**Requisiti dell'esercizio:**
• 1. Copia fedelmente il passo del testo sul business plan da "Ti sei affidato" a "se ne ricava.".
• 2. Secondo il testo sul business plan, quale parte del business plan è senza dubbio quella fondamentale?

**Testo estratto:**
>>>>

LA REDAZIONE DI UN BUSINESS PLAN

 

TOPIC 9 - Strategie per l'elaborazione di un piano economico-finanziario.

 

L’analisi finanziaria è senza dubbio la parte fondamentale del business plan.

 

Qual è l’incipit del tuo business plan?

 

Hai forse impostato tutto il tuo business solo studiando il mercato o la concorrenza?

Ti sei affidato al budget di vendita che il responsabile vendite ti ha fornito?

 

Il punto principale è capire se davvero l’azienda è realmente in grado di “creare valore”.

 

Un’impresa capace di creare valore, inteso come creazione di competenze distintive, può davvero sopravvivere nel medio lungo periodo. Un’azienda che crea valore, la somma dei costi è inferiore al risultato che da essi se ne ricava.

<<<<

**Voci fornite:**
>>>>

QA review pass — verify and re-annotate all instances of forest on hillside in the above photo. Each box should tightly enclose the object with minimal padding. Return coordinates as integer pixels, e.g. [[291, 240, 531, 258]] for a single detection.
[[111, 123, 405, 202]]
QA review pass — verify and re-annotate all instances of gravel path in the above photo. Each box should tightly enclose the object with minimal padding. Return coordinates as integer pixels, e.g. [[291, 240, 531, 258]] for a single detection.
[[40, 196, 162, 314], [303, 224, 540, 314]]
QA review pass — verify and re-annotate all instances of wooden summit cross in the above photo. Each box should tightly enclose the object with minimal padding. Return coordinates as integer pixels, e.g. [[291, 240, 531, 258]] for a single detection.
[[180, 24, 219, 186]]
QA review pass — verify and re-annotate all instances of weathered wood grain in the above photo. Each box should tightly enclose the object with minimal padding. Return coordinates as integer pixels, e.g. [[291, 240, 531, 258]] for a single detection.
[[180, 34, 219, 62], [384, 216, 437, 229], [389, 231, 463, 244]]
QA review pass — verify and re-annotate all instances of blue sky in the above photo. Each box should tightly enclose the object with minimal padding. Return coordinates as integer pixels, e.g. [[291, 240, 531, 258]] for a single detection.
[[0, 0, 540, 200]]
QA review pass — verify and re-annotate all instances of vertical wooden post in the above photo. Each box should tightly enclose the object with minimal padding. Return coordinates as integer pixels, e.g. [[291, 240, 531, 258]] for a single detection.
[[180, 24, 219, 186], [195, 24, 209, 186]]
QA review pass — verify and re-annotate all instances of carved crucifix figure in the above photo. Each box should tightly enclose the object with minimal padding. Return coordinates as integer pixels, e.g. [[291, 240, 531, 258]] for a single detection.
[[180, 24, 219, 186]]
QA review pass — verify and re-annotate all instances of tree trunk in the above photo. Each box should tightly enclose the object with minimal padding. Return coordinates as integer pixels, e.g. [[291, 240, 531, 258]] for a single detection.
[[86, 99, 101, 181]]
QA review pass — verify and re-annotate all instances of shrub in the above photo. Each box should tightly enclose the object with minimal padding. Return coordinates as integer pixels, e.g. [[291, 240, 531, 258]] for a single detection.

<<<<

**Risposte ai compiti:**
• 1.
Ti sei affidato al budget di vendita che il responsabile vendite ti ha fornito?

 

Il punto principale è capire se davvero l’azienda è realmente in grado di “creare valore”.

 

Un’impresa capace di creare valore, inteso come creazione di competenze distintive, può davvero sopravvivere nel medio lungo periodo. Un’azienda che crea valore, la somma dei costi è inferiore al risultato che da essi se ne ricava.

• 2. L'analisi finanziaria.